==== Information provided ====

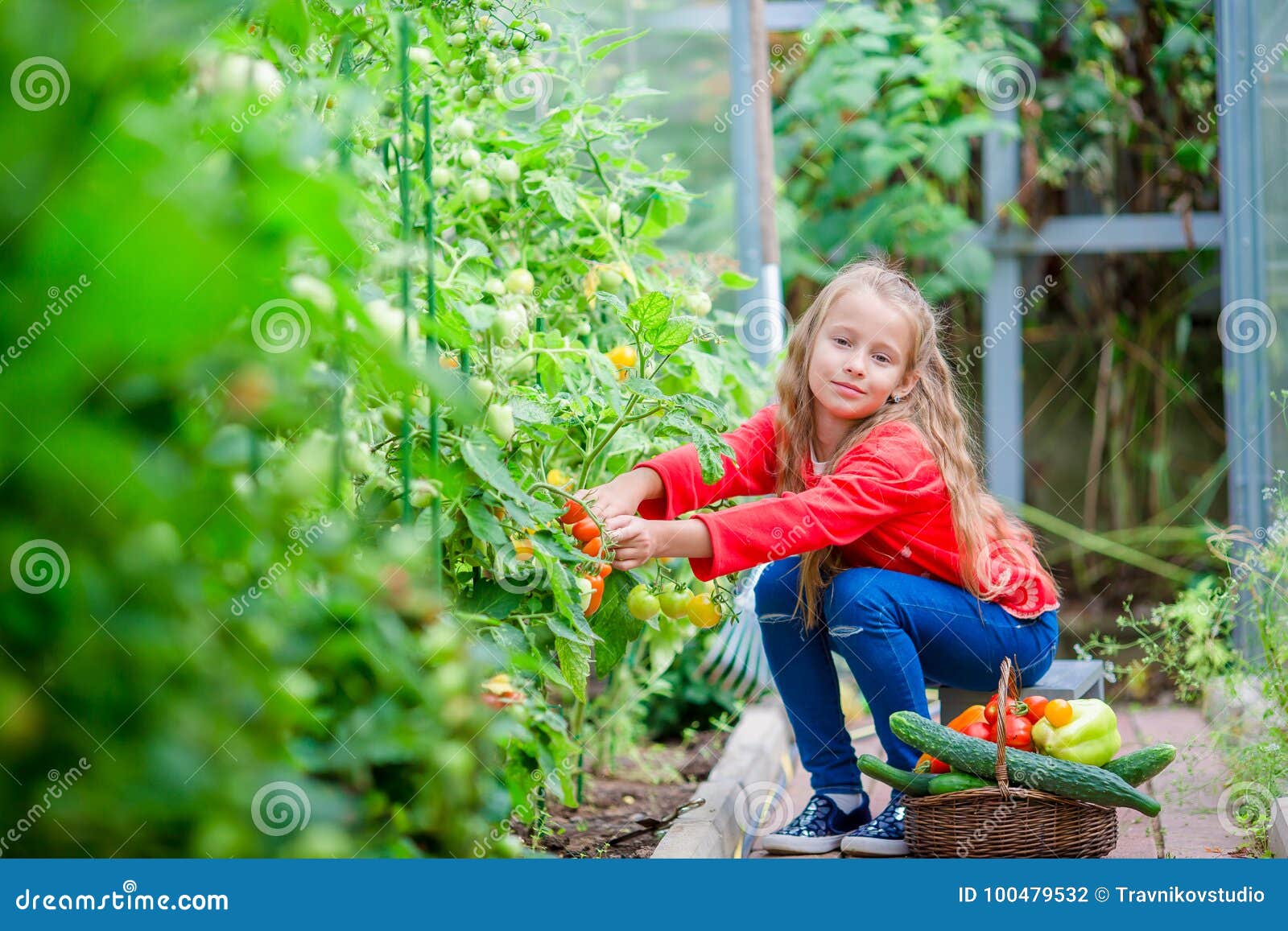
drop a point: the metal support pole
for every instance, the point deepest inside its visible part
(1004, 362)
(762, 313)
(1247, 392)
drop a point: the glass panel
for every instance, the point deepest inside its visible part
(1269, 71)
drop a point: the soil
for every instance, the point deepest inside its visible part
(656, 785)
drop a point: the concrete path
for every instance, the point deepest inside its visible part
(1188, 827)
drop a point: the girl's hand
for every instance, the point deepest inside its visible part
(634, 541)
(618, 497)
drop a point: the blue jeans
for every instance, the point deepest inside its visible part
(895, 631)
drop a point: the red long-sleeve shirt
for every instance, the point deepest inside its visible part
(886, 505)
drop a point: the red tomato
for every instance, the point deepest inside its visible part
(585, 531)
(1019, 733)
(1037, 707)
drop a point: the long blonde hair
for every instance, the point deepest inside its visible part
(980, 525)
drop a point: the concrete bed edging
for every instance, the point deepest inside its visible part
(759, 751)
(1279, 828)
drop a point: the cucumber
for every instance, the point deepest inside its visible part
(911, 783)
(1045, 772)
(1144, 764)
(956, 782)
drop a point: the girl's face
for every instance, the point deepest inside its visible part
(861, 357)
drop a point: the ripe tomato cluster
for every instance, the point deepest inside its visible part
(1021, 718)
(585, 531)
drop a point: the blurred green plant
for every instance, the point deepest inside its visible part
(266, 441)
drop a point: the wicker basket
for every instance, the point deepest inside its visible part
(1005, 822)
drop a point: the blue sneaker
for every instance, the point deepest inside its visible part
(818, 828)
(882, 836)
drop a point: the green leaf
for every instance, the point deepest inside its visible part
(736, 281)
(603, 34)
(644, 388)
(564, 195)
(483, 523)
(613, 622)
(650, 311)
(599, 55)
(483, 456)
(575, 665)
(489, 600)
(671, 336)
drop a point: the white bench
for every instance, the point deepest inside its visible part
(1066, 679)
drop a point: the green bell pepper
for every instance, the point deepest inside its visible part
(1090, 738)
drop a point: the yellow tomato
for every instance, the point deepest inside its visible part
(625, 358)
(1059, 712)
(704, 612)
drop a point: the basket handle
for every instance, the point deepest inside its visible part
(1008, 688)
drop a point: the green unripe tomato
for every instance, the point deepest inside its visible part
(390, 415)
(423, 491)
(674, 602)
(642, 603)
(523, 366)
(481, 389)
(510, 326)
(508, 171)
(477, 191)
(500, 422)
(699, 303)
(611, 280)
(519, 281)
(460, 128)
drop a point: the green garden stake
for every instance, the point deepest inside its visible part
(405, 274)
(431, 338)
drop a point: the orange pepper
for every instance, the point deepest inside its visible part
(960, 724)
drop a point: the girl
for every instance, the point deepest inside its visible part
(881, 542)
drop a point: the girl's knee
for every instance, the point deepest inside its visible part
(776, 591)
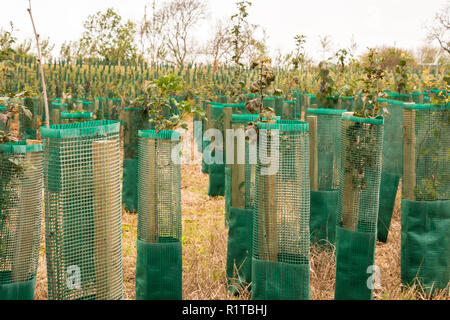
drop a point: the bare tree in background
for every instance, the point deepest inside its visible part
(182, 17)
(219, 46)
(440, 31)
(151, 34)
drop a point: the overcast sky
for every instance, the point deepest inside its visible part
(371, 22)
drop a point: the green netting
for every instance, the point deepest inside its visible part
(113, 108)
(228, 181)
(426, 159)
(20, 218)
(325, 170)
(55, 112)
(357, 206)
(198, 124)
(133, 120)
(158, 268)
(281, 238)
(240, 193)
(158, 271)
(399, 96)
(420, 97)
(239, 250)
(83, 213)
(216, 176)
(355, 253)
(392, 166)
(28, 126)
(73, 117)
(426, 193)
(298, 98)
(215, 150)
(425, 245)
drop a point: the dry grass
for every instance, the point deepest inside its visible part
(205, 247)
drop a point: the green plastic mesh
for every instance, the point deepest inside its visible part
(392, 167)
(159, 188)
(357, 205)
(55, 111)
(240, 211)
(362, 141)
(426, 158)
(329, 131)
(73, 117)
(20, 218)
(83, 211)
(425, 247)
(133, 120)
(425, 243)
(158, 268)
(325, 170)
(281, 238)
(28, 126)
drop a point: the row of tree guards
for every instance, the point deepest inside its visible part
(354, 168)
(335, 179)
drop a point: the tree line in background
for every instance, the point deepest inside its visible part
(166, 34)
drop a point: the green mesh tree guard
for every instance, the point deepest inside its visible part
(425, 244)
(83, 213)
(20, 218)
(99, 111)
(215, 149)
(281, 241)
(133, 120)
(392, 166)
(2, 124)
(325, 129)
(239, 195)
(199, 123)
(28, 126)
(357, 206)
(158, 267)
(74, 117)
(55, 112)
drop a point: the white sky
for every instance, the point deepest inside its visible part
(371, 22)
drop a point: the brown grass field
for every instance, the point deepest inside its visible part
(205, 248)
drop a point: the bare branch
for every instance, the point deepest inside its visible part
(41, 68)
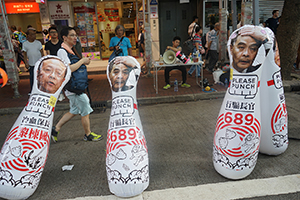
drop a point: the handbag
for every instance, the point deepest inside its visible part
(115, 53)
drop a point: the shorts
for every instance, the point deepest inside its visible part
(80, 104)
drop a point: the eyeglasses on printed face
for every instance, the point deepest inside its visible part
(72, 35)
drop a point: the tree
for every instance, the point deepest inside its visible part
(288, 36)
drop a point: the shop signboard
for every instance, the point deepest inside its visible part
(13, 8)
(59, 10)
(85, 14)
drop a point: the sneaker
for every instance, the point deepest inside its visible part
(92, 137)
(167, 87)
(54, 134)
(185, 85)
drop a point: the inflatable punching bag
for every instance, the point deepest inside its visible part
(127, 163)
(274, 130)
(24, 152)
(238, 127)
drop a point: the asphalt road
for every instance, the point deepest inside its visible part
(179, 138)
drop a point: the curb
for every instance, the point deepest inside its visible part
(288, 86)
(141, 101)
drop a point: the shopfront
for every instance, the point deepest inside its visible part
(97, 22)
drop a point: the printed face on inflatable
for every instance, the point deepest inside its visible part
(244, 47)
(50, 75)
(118, 76)
(243, 52)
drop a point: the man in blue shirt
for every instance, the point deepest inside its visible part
(125, 44)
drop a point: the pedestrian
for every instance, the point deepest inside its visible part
(33, 51)
(77, 48)
(273, 22)
(212, 47)
(198, 50)
(206, 44)
(124, 45)
(54, 43)
(79, 103)
(175, 47)
(192, 27)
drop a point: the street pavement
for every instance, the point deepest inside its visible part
(179, 138)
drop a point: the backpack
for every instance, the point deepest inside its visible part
(188, 46)
(79, 78)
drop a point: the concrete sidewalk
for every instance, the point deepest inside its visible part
(101, 94)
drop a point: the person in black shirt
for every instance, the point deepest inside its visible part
(54, 44)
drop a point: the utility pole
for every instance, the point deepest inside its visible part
(223, 5)
(8, 51)
(148, 41)
(247, 12)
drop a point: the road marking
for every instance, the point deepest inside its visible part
(225, 190)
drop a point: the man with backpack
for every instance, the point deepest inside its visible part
(18, 39)
(79, 101)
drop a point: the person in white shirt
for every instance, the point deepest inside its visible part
(33, 51)
(79, 103)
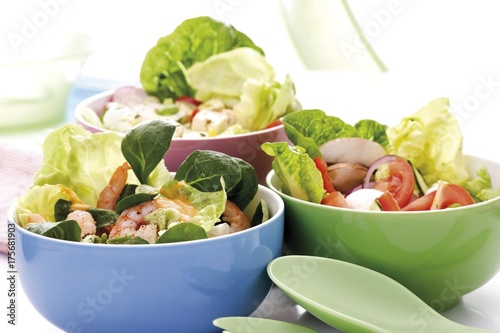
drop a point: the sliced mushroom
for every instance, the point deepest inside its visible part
(346, 176)
(352, 150)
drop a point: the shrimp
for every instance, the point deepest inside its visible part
(84, 220)
(111, 192)
(148, 232)
(235, 217)
(131, 219)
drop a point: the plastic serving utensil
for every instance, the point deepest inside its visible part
(258, 325)
(356, 299)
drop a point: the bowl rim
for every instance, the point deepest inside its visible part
(272, 175)
(83, 105)
(263, 190)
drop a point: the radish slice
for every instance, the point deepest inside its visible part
(346, 176)
(352, 150)
(374, 167)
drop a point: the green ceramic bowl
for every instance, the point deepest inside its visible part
(439, 255)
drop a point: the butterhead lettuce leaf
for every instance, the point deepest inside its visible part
(163, 71)
(41, 199)
(85, 162)
(431, 139)
(222, 75)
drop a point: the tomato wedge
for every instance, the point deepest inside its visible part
(189, 99)
(322, 167)
(451, 194)
(387, 202)
(400, 181)
(422, 203)
(335, 199)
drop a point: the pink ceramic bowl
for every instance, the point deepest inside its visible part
(245, 146)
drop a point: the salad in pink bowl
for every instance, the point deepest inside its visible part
(207, 78)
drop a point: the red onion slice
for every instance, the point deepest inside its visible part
(375, 165)
(129, 95)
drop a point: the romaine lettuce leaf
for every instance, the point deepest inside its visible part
(431, 139)
(163, 72)
(311, 128)
(372, 130)
(262, 102)
(296, 170)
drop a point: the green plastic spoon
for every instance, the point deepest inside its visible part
(356, 299)
(258, 325)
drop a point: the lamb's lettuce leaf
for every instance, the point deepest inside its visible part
(145, 145)
(203, 170)
(210, 205)
(296, 170)
(431, 139)
(182, 232)
(66, 230)
(163, 72)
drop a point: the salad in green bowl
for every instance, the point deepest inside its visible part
(415, 165)
(110, 188)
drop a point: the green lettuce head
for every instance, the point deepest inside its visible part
(85, 162)
(431, 139)
(163, 72)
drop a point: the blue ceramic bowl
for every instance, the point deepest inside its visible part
(177, 287)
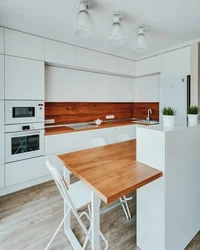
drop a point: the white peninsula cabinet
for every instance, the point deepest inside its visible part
(176, 63)
(24, 79)
(1, 77)
(24, 45)
(1, 40)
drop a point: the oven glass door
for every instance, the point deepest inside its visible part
(24, 145)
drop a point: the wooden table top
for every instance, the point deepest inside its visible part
(65, 129)
(111, 171)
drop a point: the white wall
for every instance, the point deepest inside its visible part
(67, 85)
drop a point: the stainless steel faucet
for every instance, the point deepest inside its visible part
(149, 112)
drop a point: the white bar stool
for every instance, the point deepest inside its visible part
(76, 196)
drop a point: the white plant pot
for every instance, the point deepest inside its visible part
(192, 120)
(169, 121)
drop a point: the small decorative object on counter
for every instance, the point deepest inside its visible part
(169, 117)
(193, 113)
(98, 122)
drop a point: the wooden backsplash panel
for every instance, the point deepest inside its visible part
(74, 112)
(140, 110)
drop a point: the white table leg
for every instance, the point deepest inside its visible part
(67, 224)
(95, 222)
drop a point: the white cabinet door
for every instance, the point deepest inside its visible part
(1, 77)
(146, 89)
(2, 176)
(176, 63)
(57, 85)
(24, 45)
(24, 79)
(1, 40)
(1, 132)
(60, 53)
(148, 66)
(21, 171)
(93, 60)
(61, 143)
(125, 66)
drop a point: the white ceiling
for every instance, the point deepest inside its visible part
(169, 22)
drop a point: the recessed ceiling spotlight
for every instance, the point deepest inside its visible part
(141, 45)
(116, 34)
(84, 22)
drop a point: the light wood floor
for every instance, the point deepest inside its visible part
(29, 218)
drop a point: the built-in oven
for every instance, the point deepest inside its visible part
(17, 112)
(24, 141)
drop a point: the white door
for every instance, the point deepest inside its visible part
(24, 79)
(173, 93)
(1, 132)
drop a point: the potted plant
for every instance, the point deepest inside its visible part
(193, 112)
(169, 117)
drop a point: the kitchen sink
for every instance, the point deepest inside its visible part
(79, 126)
(152, 122)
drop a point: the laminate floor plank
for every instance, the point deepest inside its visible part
(29, 218)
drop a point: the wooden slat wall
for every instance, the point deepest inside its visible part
(140, 110)
(75, 112)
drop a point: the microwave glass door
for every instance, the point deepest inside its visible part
(23, 112)
(24, 144)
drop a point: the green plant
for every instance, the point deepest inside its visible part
(169, 111)
(193, 110)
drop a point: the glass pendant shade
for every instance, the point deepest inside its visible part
(83, 26)
(141, 41)
(116, 34)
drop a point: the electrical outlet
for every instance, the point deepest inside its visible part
(110, 117)
(50, 121)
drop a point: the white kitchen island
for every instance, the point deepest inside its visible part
(173, 201)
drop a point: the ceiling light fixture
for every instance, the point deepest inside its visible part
(141, 41)
(116, 34)
(83, 26)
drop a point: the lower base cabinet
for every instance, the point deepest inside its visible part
(2, 184)
(22, 171)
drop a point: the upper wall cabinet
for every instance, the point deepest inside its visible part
(176, 63)
(59, 53)
(92, 60)
(1, 77)
(24, 45)
(24, 79)
(148, 66)
(1, 40)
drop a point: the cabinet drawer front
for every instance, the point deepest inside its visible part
(21, 171)
(24, 45)
(24, 79)
(2, 176)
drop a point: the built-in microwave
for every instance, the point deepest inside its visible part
(18, 112)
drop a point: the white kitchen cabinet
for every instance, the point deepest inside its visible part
(176, 63)
(24, 79)
(1, 40)
(21, 171)
(146, 89)
(148, 66)
(1, 132)
(125, 66)
(57, 85)
(88, 59)
(60, 53)
(24, 45)
(1, 77)
(2, 176)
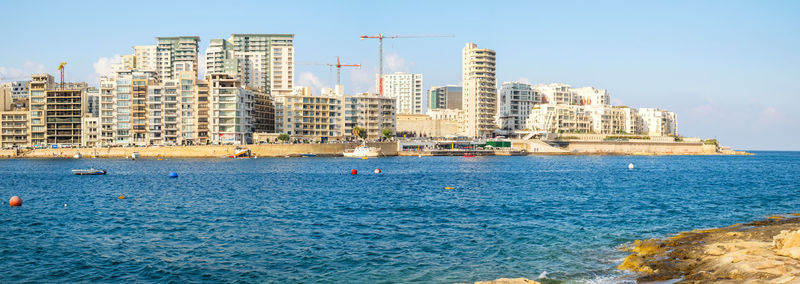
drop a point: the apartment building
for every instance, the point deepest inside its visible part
(231, 110)
(302, 115)
(444, 97)
(407, 91)
(658, 122)
(479, 100)
(55, 112)
(371, 112)
(175, 55)
(515, 102)
(260, 61)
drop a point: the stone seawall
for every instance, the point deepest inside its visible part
(267, 150)
(661, 148)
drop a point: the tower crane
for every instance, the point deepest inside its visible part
(380, 38)
(338, 66)
(61, 68)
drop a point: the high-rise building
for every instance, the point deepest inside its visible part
(231, 110)
(302, 115)
(514, 106)
(444, 97)
(371, 112)
(406, 89)
(263, 112)
(175, 55)
(145, 57)
(55, 111)
(479, 100)
(658, 122)
(265, 61)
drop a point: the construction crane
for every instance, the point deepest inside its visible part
(338, 66)
(380, 38)
(61, 68)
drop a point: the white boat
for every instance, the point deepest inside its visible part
(89, 172)
(362, 151)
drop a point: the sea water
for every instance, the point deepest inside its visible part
(308, 220)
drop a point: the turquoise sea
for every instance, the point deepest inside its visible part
(307, 220)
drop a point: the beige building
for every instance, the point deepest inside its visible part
(422, 125)
(302, 115)
(372, 112)
(479, 91)
(55, 112)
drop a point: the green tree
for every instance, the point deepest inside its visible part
(387, 133)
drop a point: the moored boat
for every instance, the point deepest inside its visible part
(362, 151)
(89, 172)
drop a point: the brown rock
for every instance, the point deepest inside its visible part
(509, 281)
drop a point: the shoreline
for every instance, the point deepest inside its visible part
(333, 150)
(763, 251)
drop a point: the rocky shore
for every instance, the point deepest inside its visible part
(766, 251)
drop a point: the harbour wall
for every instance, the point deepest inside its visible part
(266, 150)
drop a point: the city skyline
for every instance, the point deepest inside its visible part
(726, 75)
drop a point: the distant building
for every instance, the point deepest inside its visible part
(406, 89)
(479, 100)
(231, 111)
(372, 112)
(175, 55)
(302, 115)
(444, 97)
(514, 106)
(659, 122)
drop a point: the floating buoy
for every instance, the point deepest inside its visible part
(15, 201)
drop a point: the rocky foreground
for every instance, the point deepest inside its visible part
(765, 251)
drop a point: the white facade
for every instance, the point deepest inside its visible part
(145, 57)
(175, 55)
(231, 111)
(515, 101)
(658, 122)
(406, 89)
(479, 100)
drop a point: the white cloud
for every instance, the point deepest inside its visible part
(102, 67)
(363, 80)
(395, 63)
(24, 73)
(311, 80)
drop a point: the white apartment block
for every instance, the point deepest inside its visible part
(175, 55)
(515, 102)
(372, 112)
(406, 89)
(231, 111)
(658, 122)
(302, 115)
(479, 100)
(265, 61)
(145, 57)
(17, 89)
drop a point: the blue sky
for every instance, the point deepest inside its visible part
(729, 69)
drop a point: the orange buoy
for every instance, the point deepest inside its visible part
(15, 201)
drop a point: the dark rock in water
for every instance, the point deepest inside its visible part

====

For every line of the entries above that holds "ceiling", add one to a tally, and report only the final count.

# Exercise solution
3